◆ Exercise 1:
For each statement about the BayesSMILES page below, answer yes or no and quote the words of the page that decide it. (a) The input data covers the 50 US states. (b) The column "C_obs" holds daily removed cases. (c) The model estimates R_0 between all pairs of adjacent change points.
◆ Exercise 2:
Which R packages does the BayesSMILES page load before sourcing its functions?
◆ Exercise 3:
Pull out the stretch of the BayesSMILES page from "The first three" through "library(loo)".

◆ Selected excerpt:
* * * * * * *

QBRC / BayesSMILES

Bayesian Segmentation Modeling for Longitudinal Epidemiological Studies

Geek Repo:Geek Repo

Github PK Tool:Github PK Tool

BayesSMILES

Bayesian Segmentation ModelIng for Longitudinal Epidemiological Studies https://www.medrxiv.org/content/10.1101/2020.10.06.20208132v2

Tutorial

The following script is used to apply the Bayesian hierarchical model to detect multiple change points based on the daily active infectious cases of COVID-19, while estimating the basic reproductive number R_0 between all pairs of adjacent change points.

Load input data

We load the input data for the 50 US states

# load input data information #
load("../Data/USstates_model_input.Rdata")
# The input data for a state (e.g. Texas) is shown below #
knitr::kable(input_data_list[["Texas"]][1:3, ])
I_obs R_obs C_obs population recovery_rate time date state
489 154 643 28996 0.1 1 2020-03-22 Texas
555 203 758 28996 0.1 2 2020-03-23 Texas
696 259 955 28996 0.1 3 2020-03-24 Texas

The first three columns are

  • “I_obs”: daily actively infecious cases
  • “R_obs”: daily removed/recovered cases
  • “C_obs”: daily confirmed cases

Select change points and estimate the basic reproduction number

We first load the functions used for our model.

# load R packages
library(Rcpp)
library(loo)
library(mcclust)

# load functions #
source("../functions/functions_JHU.R")
sourceCpp("../functions/covid_poi_fast.cpp")
sourceCpp("../functions/core_5m_sir.cpp")

* * * * * * *

◆ Data under study:
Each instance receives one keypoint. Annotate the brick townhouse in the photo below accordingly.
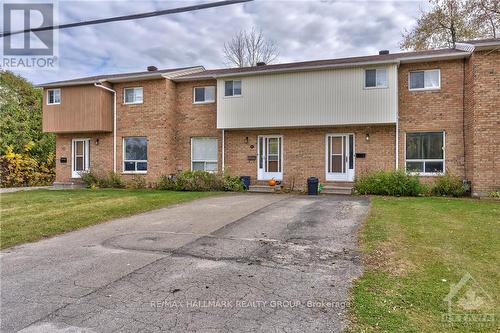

* * * * * * *

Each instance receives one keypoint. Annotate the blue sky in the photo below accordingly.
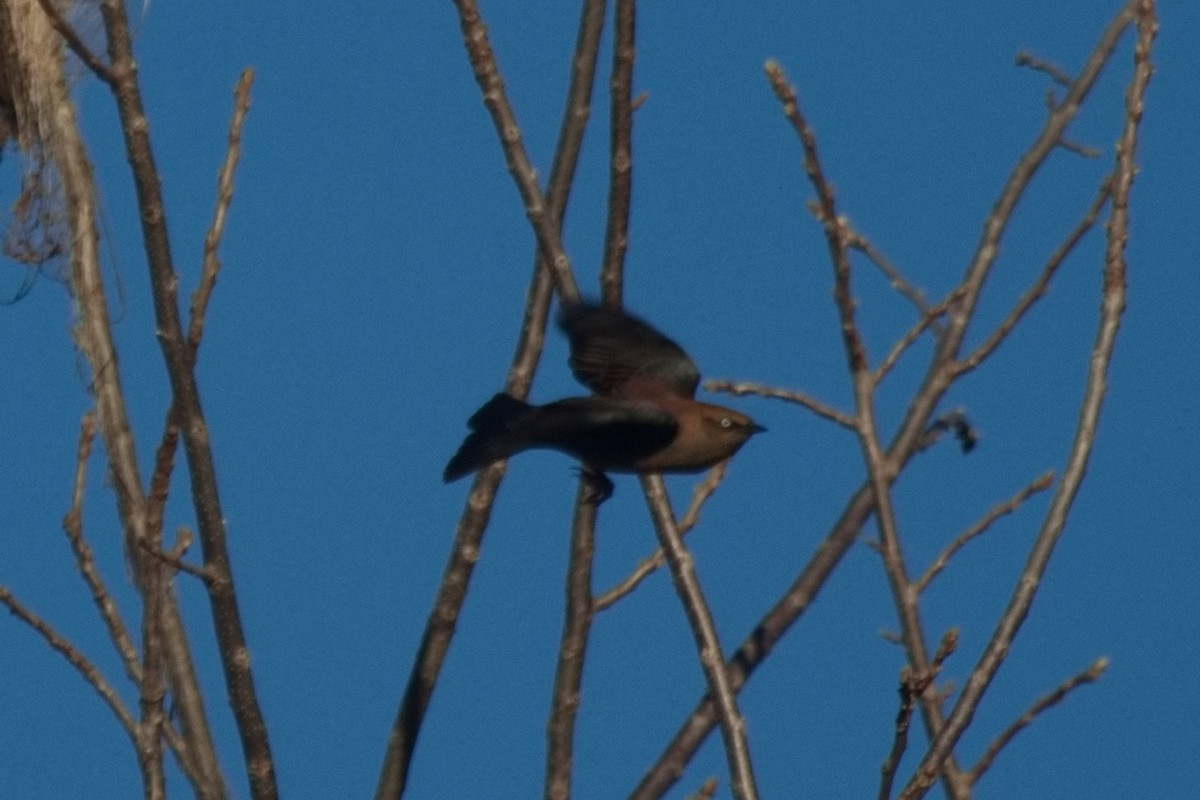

* * * * * * *

◆ Written reply 1:
(a) Yes: "We load the input data for the 50 US states"
(b) No: "“C_obs”: daily confirmed cases"
(c) Yes: "estimating the basic reproductive number R_0 between all pairs of adjacent change points"

◆ Written reply 2:
Rcpp, loo, and mcclust.

◆ Written reply 3:
The first three columns are

  • “I_obs”: daily actively infecious cases
  • “R_obs”: daily removed/recovered cases
  • “C_obs”: daily confirmed cases

Select change points and estimate the basic reproduction number

We first load the functions used for our model.

# load R packages
library(Rcpp)
library(loo)